◆ **Problem**:
Please copy out all the entries below, substituting "Last check" for "Final review" and leaving everything else unchanged.

◆ **Provided records**:

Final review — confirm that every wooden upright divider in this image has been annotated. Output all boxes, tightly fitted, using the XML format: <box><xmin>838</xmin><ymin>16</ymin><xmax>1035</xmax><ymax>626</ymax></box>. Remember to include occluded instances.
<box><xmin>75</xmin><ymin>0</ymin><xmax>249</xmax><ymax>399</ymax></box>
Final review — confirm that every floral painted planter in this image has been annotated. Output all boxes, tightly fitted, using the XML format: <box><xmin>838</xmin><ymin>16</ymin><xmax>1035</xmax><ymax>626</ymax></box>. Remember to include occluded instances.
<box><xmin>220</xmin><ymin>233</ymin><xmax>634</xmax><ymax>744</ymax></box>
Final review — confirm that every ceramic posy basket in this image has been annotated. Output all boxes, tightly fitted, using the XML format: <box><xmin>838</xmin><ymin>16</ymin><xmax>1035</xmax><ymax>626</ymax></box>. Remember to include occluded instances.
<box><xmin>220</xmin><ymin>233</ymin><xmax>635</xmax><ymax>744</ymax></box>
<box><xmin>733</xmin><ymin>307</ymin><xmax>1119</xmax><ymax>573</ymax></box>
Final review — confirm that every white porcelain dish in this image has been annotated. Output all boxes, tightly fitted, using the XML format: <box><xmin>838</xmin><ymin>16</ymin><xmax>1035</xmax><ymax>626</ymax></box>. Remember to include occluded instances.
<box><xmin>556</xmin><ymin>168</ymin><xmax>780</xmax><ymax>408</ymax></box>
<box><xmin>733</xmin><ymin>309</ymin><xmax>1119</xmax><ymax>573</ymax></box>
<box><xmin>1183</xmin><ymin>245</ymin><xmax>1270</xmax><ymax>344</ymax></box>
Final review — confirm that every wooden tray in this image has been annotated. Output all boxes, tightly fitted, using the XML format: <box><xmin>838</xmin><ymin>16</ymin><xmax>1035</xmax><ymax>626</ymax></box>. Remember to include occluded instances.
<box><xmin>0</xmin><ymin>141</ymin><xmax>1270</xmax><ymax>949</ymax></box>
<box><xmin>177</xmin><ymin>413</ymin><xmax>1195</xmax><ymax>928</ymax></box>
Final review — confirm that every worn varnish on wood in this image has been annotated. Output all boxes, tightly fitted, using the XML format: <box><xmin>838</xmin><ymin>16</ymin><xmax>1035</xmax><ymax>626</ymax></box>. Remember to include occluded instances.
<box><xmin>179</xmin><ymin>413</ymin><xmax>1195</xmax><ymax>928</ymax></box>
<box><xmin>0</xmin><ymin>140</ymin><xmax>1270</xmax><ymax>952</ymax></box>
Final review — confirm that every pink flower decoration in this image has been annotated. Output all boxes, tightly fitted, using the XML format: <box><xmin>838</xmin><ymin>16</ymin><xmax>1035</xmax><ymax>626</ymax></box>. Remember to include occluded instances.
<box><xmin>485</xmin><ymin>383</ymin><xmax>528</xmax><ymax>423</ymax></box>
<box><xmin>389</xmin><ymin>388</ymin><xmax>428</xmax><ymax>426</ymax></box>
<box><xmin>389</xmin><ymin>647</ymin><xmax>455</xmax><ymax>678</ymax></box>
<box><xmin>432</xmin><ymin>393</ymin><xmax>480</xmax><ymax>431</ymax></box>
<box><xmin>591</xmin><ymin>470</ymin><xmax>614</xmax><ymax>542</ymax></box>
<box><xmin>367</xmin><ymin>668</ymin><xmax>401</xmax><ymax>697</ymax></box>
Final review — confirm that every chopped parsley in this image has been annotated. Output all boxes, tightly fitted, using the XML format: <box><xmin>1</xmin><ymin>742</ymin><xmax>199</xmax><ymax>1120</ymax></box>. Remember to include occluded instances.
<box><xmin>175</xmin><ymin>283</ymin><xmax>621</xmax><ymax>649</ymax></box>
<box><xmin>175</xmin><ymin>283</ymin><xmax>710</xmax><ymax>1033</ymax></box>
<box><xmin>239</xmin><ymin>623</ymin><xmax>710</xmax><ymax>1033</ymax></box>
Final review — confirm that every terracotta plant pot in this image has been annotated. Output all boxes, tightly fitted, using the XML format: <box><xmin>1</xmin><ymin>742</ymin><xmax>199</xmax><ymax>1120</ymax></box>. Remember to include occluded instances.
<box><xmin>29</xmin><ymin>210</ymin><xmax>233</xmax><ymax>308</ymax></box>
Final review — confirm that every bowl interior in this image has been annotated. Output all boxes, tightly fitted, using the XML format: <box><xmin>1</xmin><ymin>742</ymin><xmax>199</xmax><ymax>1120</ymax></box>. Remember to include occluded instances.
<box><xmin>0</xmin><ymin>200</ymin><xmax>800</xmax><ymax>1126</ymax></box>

◆ **Full response**:
Last check — confirm that every wooden upright divider in this image has been annotated. Output all boxes, tightly fitted, using the XML format: <box><xmin>838</xmin><ymin>16</ymin><xmax>1035</xmax><ymax>626</ymax></box>. Remember to include occluded instances.
<box><xmin>75</xmin><ymin>0</ymin><xmax>249</xmax><ymax>399</ymax></box>
Last check — confirm that every floral painted planter in this image has been annotated. Output all boxes, tightly fitted, using the XML format: <box><xmin>838</xmin><ymin>16</ymin><xmax>1035</xmax><ymax>626</ymax></box>. Remember to include occluded instances.
<box><xmin>220</xmin><ymin>233</ymin><xmax>634</xmax><ymax>744</ymax></box>
Last check — confirm that every ceramic posy basket in this image has been annotated. Output all boxes, tightly fitted, using the XML format: <box><xmin>838</xmin><ymin>16</ymin><xmax>1035</xmax><ymax>626</ymax></box>. Remember to include occluded instances.
<box><xmin>220</xmin><ymin>233</ymin><xmax>635</xmax><ymax>744</ymax></box>
<box><xmin>733</xmin><ymin>307</ymin><xmax>1119</xmax><ymax>573</ymax></box>
Last check — confirm that every white porcelain dish in this image has been annotated. Output all boxes, tightly fitted, using the XML format: <box><xmin>838</xmin><ymin>16</ymin><xmax>1035</xmax><ymax>626</ymax></box>. Remember to include occluded instances.
<box><xmin>556</xmin><ymin>168</ymin><xmax>780</xmax><ymax>408</ymax></box>
<box><xmin>733</xmin><ymin>309</ymin><xmax>1119</xmax><ymax>573</ymax></box>
<box><xmin>1183</xmin><ymin>245</ymin><xmax>1270</xmax><ymax>344</ymax></box>
Last check — confirm that every wooden tray in this image has been annotated. Output all boxes, tightly fitted, using the XML format: <box><xmin>838</xmin><ymin>16</ymin><xmax>1035</xmax><ymax>626</ymax></box>. Remember to include occluded instances.
<box><xmin>0</xmin><ymin>141</ymin><xmax>1270</xmax><ymax>949</ymax></box>
<box><xmin>177</xmin><ymin>413</ymin><xmax>1195</xmax><ymax>928</ymax></box>
Last check — confirm that every worn varnish on wood in this image has been annotated. Output all boxes, tightly fitted, using the XML format: <box><xmin>838</xmin><ymin>16</ymin><xmax>1035</xmax><ymax>626</ymax></box>. Remember to include occluded instances.
<box><xmin>179</xmin><ymin>413</ymin><xmax>1195</xmax><ymax>928</ymax></box>
<box><xmin>0</xmin><ymin>140</ymin><xmax>1270</xmax><ymax>952</ymax></box>
Last check — confirm that every pink flower decoration in this image has been annotated. Output all boxes, tightly fitted, using the XML format: <box><xmin>838</xmin><ymin>16</ymin><xmax>1035</xmax><ymax>626</ymax></box>. Remember to include occluded instances.
<box><xmin>485</xmin><ymin>383</ymin><xmax>528</xmax><ymax>423</ymax></box>
<box><xmin>389</xmin><ymin>388</ymin><xmax>428</xmax><ymax>426</ymax></box>
<box><xmin>389</xmin><ymin>647</ymin><xmax>455</xmax><ymax>678</ymax></box>
<box><xmin>432</xmin><ymin>393</ymin><xmax>480</xmax><ymax>431</ymax></box>
<box><xmin>591</xmin><ymin>470</ymin><xmax>614</xmax><ymax>542</ymax></box>
<box><xmin>367</xmin><ymin>668</ymin><xmax>401</xmax><ymax>697</ymax></box>
Last check — confirm that every chopped parsley in this image has been annotated. Output all boxes, tightly fitted, using the XML format: <box><xmin>1</xmin><ymin>742</ymin><xmax>199</xmax><ymax>1120</ymax></box>. Remember to include occluded instances.
<box><xmin>175</xmin><ymin>283</ymin><xmax>621</xmax><ymax>649</ymax></box>
<box><xmin>175</xmin><ymin>283</ymin><xmax>710</xmax><ymax>1033</ymax></box>
<box><xmin>239</xmin><ymin>623</ymin><xmax>710</xmax><ymax>1033</ymax></box>
Last check — confirm that every terracotta plant pot in this image has been annotated. Output all boxes, tightly fitted, using the XML format: <box><xmin>1</xmin><ymin>742</ymin><xmax>199</xmax><ymax>1120</ymax></box>. Remember to include occluded instances.
<box><xmin>29</xmin><ymin>210</ymin><xmax>233</xmax><ymax>308</ymax></box>
Last check — confirm that every bowl interior in this image has been annotated. Output all boxes, tightly fitted, using the XML format: <box><xmin>1</xmin><ymin>742</ymin><xmax>199</xmax><ymax>1120</ymax></box>. Remember to include occluded instances.
<box><xmin>0</xmin><ymin>200</ymin><xmax>800</xmax><ymax>1126</ymax></box>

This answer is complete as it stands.